- _Instructions for the task_: Repeat the entries exactly but omit the pictures.

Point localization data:
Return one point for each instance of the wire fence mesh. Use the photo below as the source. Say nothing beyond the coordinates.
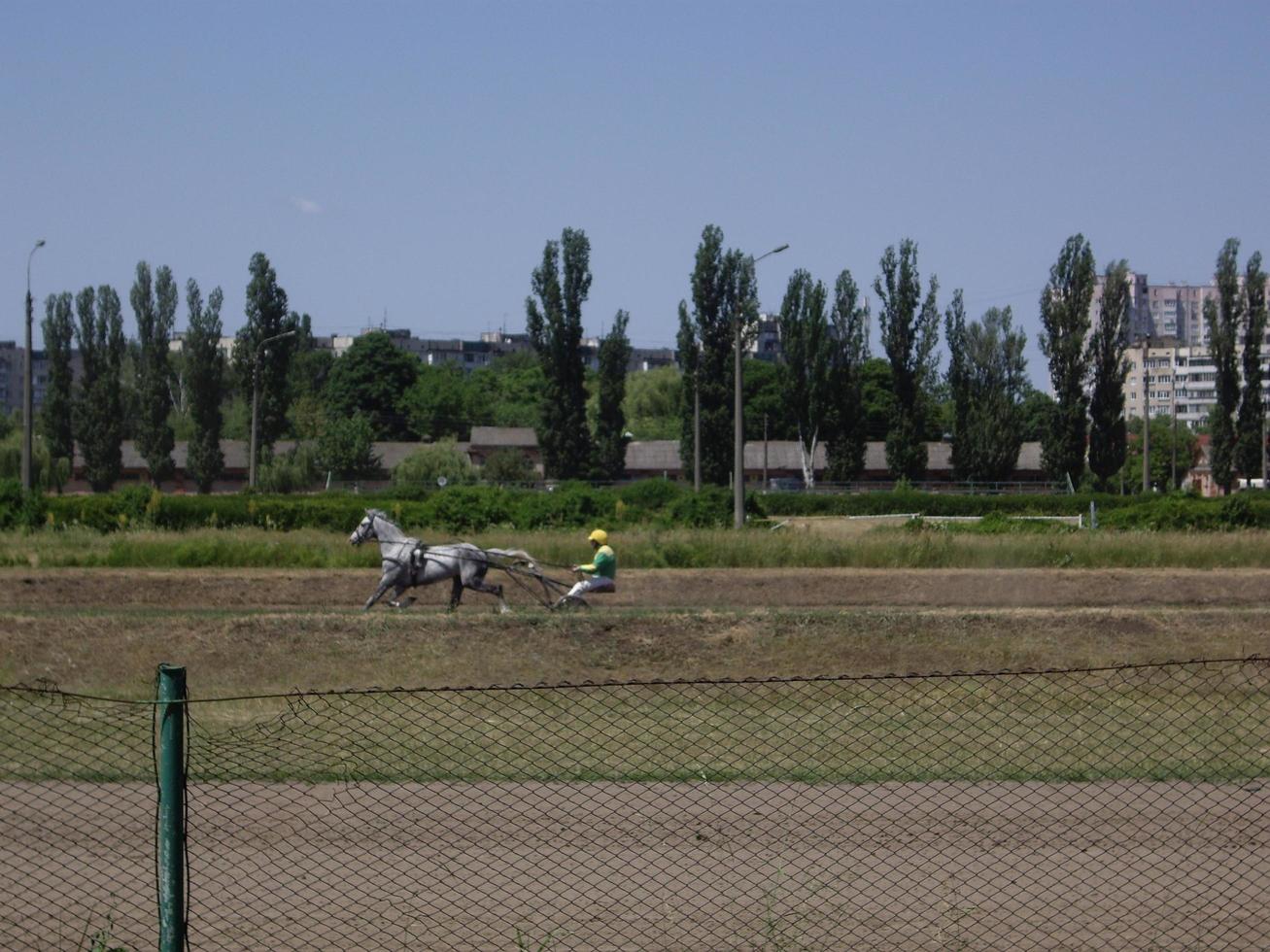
(1090, 809)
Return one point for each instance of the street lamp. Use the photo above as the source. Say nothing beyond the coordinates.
(738, 479)
(256, 398)
(27, 398)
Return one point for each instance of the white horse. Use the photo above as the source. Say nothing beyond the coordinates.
(408, 562)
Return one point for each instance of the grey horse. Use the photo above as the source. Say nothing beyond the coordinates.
(408, 562)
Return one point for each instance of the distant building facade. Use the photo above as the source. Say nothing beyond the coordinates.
(13, 375)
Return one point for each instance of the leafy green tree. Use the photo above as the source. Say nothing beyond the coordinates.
(508, 464)
(56, 412)
(554, 323)
(1064, 314)
(987, 379)
(346, 446)
(293, 471)
(372, 377)
(99, 412)
(1250, 446)
(847, 419)
(765, 393)
(155, 309)
(615, 353)
(508, 392)
(1108, 342)
(205, 382)
(723, 294)
(652, 402)
(1034, 412)
(910, 331)
(310, 363)
(1223, 319)
(1169, 443)
(435, 405)
(807, 343)
(433, 460)
(879, 398)
(267, 317)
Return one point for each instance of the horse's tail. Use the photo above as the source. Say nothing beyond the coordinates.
(512, 555)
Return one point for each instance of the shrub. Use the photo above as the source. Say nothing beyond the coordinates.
(710, 508)
(17, 508)
(466, 509)
(293, 471)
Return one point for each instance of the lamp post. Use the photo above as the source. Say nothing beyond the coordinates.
(27, 390)
(738, 467)
(256, 398)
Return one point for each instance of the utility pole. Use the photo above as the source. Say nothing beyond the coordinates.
(256, 400)
(765, 451)
(738, 468)
(1146, 421)
(27, 384)
(696, 433)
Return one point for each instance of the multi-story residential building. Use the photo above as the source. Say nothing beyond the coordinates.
(1173, 377)
(1174, 310)
(1140, 309)
(13, 380)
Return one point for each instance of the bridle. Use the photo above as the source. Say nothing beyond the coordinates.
(360, 533)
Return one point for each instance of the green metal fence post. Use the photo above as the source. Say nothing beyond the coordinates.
(172, 807)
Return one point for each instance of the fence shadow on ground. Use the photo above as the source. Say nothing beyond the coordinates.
(1121, 807)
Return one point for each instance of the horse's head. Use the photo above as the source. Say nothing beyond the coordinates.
(364, 528)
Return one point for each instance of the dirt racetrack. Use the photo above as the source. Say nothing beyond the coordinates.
(656, 589)
(898, 866)
(1124, 865)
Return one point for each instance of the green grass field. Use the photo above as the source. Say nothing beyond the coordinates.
(929, 546)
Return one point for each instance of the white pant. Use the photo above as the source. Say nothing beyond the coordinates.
(592, 583)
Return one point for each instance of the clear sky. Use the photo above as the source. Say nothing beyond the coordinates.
(412, 158)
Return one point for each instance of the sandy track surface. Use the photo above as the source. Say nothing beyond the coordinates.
(607, 866)
(699, 588)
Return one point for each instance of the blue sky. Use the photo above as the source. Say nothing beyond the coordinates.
(412, 158)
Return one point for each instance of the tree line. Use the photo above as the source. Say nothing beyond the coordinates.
(826, 389)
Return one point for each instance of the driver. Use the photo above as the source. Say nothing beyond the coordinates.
(602, 570)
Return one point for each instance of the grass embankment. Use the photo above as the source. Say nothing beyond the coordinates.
(1182, 724)
(1179, 724)
(929, 546)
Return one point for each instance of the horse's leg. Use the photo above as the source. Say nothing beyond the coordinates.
(397, 602)
(479, 584)
(385, 584)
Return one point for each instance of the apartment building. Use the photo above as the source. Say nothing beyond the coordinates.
(13, 375)
(1171, 377)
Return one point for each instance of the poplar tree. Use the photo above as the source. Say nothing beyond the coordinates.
(99, 402)
(723, 293)
(806, 343)
(910, 330)
(987, 380)
(1223, 319)
(1108, 433)
(615, 353)
(155, 309)
(1064, 315)
(1252, 418)
(56, 413)
(561, 286)
(267, 317)
(848, 349)
(205, 381)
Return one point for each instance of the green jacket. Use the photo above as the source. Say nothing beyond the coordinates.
(604, 563)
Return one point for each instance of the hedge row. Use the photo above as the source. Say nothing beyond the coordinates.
(573, 505)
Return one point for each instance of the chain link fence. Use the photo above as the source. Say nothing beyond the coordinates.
(1084, 809)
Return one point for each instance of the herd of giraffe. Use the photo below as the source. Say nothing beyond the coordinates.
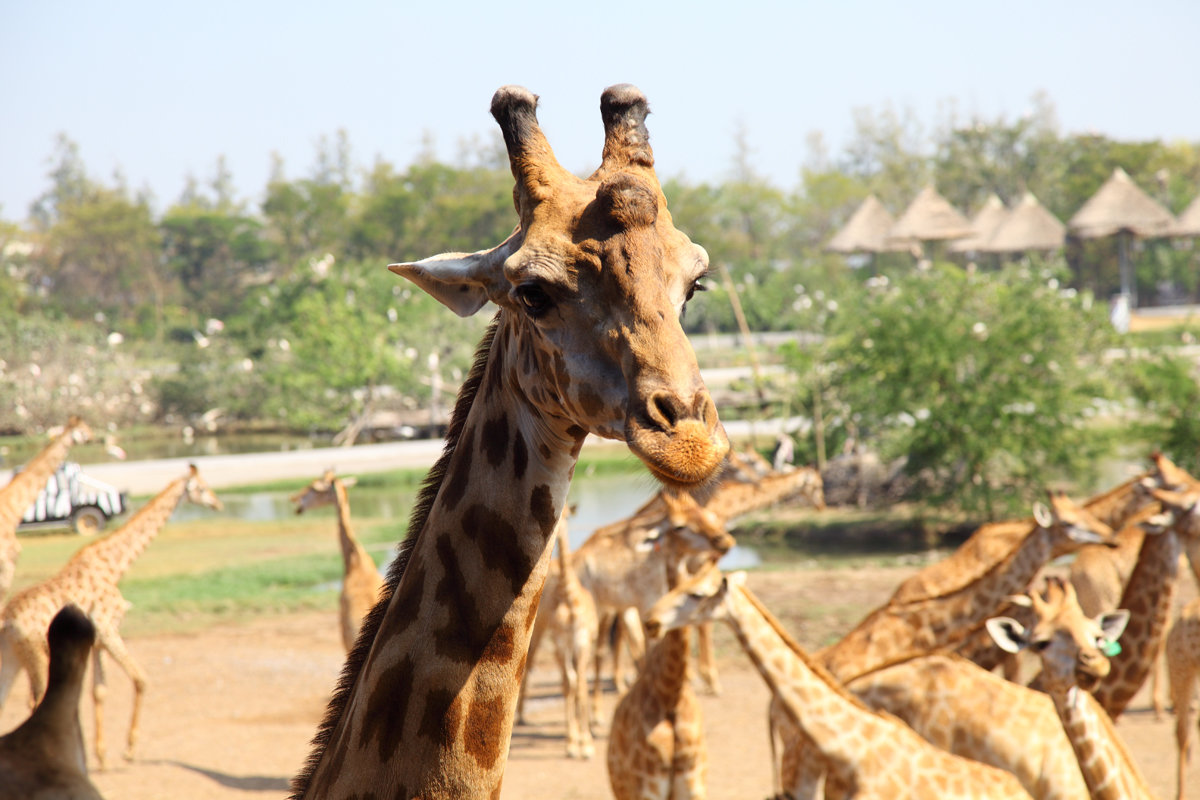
(589, 289)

- _Task answer_:
Return one point for each instance of the wire fence mesh. Use the photo below as the source. Say nothing beyond the coordinates.
(1090, 809)
Return one point for each instance of the street lamp. Use the photo above as the source. Say nothing beyond the coordinates.
(738, 479)
(256, 398)
(27, 398)
Return one point for each instance of the white horse. Use the photo above as the source. Say nothing beyond the coordinates.
(408, 562)
Return one point for each instance of the grey horse. Use the photo above as the source. Say nothing beyond the coordinates.
(408, 562)
Return one point for each instance of the distant building facade. Use the photo above as the source. Say nothing beyond the coordinates.
(13, 375)
Return one point for each instance of the leafy green tree. Use the photo above as the source. Say nothing beyond the coordinates.
(508, 464)
(56, 412)
(554, 323)
(1064, 314)
(987, 379)
(346, 446)
(293, 471)
(372, 377)
(99, 412)
(1250, 446)
(847, 419)
(765, 393)
(155, 309)
(615, 353)
(508, 392)
(1108, 342)
(205, 382)
(723, 294)
(652, 402)
(1034, 412)
(910, 331)
(310, 363)
(1223, 319)
(1169, 443)
(435, 405)
(807, 343)
(433, 460)
(879, 398)
(267, 317)
Return one point for each instance of the horse's tail. Use the photo above as the source. Say nothing beyond the coordinates.
(512, 555)
Return one point for each instance of the shrub. Use the photo above as the source. Say nothing beyond the coordinates.
(710, 508)
(17, 508)
(466, 509)
(293, 471)
Return one point for each instance of the lamp post. Use the photo above as the source. Say nothing beyond the coordinates.
(27, 390)
(738, 467)
(256, 398)
Return one point for each instance of the utility pole. Use the photo above as the source. Say nothing beyond the coordinates.
(256, 400)
(765, 451)
(738, 468)
(1146, 421)
(27, 384)
(696, 433)
Return one point for each instance of the multi-story residential building. Use the photo above as the source. Say nothing beyond the coordinates.
(1173, 377)
(1174, 310)
(1140, 309)
(13, 380)
Return one point for each instance of the bridle. Use the photo above as the source. Say nothing beyond the coordinates.
(360, 533)
Return one point for each instance of the green metal fence post. Use the photo above as the source. Say nothing beyond the coordinates.
(172, 807)
Return one point for each instance of the fence shadow on ground. Use the photo above as the source. Say nothing beyond the coordinates.
(1121, 807)
Return one point for each instance of the horse's head. Use the photo above as the source. Say nothing beyond the coordinates.
(364, 528)
Return one point for each instance of the dirt racetrack. Use the photo above as the source. Say nothing beyond the coordinates.
(656, 589)
(898, 866)
(1124, 865)
Return one point for each instance of the green grass field. Use the photo above as the source. Say nothing beyond the coordinates.
(929, 546)
Return one point for each instance of the white pant. Use the photo above as the source. Say nothing beyond the coordinates.
(592, 583)
Return one point for each instance of the clear sky. Use the photo above as the source. Say nothing beyond the coordinates.
(412, 158)
Return one point for each instance of the sandy track surface. Use the photo above as the source. Say nothing beyond the coordinates.
(607, 866)
(699, 588)
Return one point for each instance of the blue sky. Use the photo above as the source. Say nothing beyond the coordinates.
(412, 158)
Return one point for each instance of the tree line. Use the photo above as the source. Say nothing beyond the coordinates.
(826, 389)
Return one point for each instance of the driver. Use the photo above as the source. Say nothing beyond the coordinates.
(602, 570)
Return one point for each instance of the grass embankment. Use the photo above as the source. Say nothing beyond the coordinates.
(1182, 724)
(1179, 724)
(929, 546)
Return one point for each instance of the horse's leg. Use the photo above as the source. Say nothing beyond the coordinates.
(397, 602)
(479, 584)
(385, 584)
Return one point for each instance of the apartment building. Use the photo above as the source. Say nothing beyond the coordinates.
(13, 375)
(1171, 377)
Return one point for each instance of the poplar tree. Use the photo above as the source. Say nothing beyond the coordinates.
(99, 402)
(723, 293)
(806, 343)
(910, 330)
(987, 380)
(1223, 319)
(1108, 433)
(615, 353)
(155, 309)
(1064, 315)
(1252, 418)
(56, 413)
(561, 286)
(267, 317)
(848, 349)
(205, 381)
Return one point for each instance of the green jacket. Use the photo above as the source. Say nothing beyond the coordinates.
(604, 563)
Return one point for each instance of the hedge row. Use the photo above as the source. Say nothing beyond the coordinates.
(573, 505)
Return one point for each instance of the chain link fence. Use the photo above as the source. Say nothing beyond the coordinates.
(1084, 809)
Return one point for each instance of the herd of giraffe. Use the photo below as the source. Say nothing beyond the coordinates.
(589, 289)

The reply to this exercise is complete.